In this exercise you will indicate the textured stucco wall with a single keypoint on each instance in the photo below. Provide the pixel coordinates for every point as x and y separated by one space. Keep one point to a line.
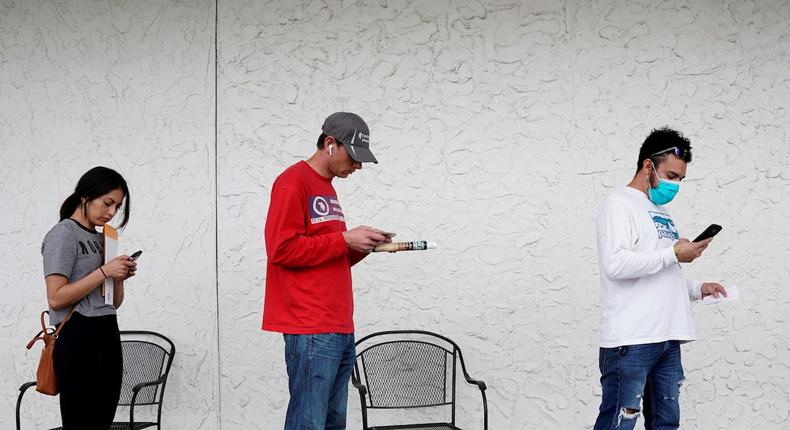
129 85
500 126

* * *

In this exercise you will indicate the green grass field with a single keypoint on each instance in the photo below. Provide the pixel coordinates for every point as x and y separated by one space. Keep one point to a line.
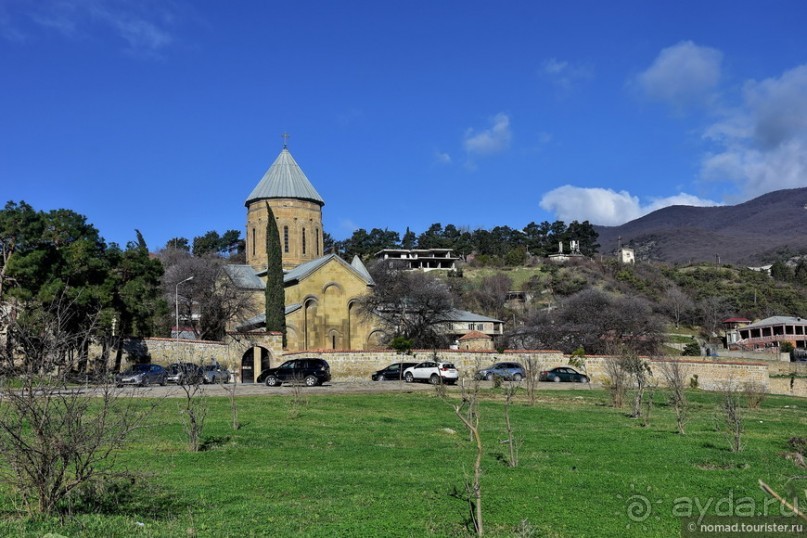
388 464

==

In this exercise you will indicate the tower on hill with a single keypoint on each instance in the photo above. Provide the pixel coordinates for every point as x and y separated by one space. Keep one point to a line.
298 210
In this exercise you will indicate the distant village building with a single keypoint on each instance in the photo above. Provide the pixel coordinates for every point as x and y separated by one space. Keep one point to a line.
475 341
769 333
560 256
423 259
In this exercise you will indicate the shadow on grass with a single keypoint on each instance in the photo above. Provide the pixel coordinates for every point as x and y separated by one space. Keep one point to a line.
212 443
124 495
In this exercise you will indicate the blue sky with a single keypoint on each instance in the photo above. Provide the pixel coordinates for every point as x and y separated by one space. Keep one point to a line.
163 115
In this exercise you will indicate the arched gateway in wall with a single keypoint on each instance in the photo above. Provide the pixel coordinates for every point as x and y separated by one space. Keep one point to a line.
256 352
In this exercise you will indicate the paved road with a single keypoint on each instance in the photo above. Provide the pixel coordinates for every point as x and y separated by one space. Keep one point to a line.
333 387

**TASK DESCRIPTION:** Please count how many rows contain the word "above" and give only that number.

**COMPLETED EXERCISE:** 6